Your instructions: Copy each of these entries word for word, keeping every line the same as it stands.

[Entries for bounding box labeling]
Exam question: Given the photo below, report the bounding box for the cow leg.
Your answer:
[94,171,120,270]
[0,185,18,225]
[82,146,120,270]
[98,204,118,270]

Task output:
Exam question: Given the photo below, report the bounding box for the cow leg.
Your answer:
[94,171,120,270]
[0,185,18,225]
[82,146,120,270]
[98,204,118,270]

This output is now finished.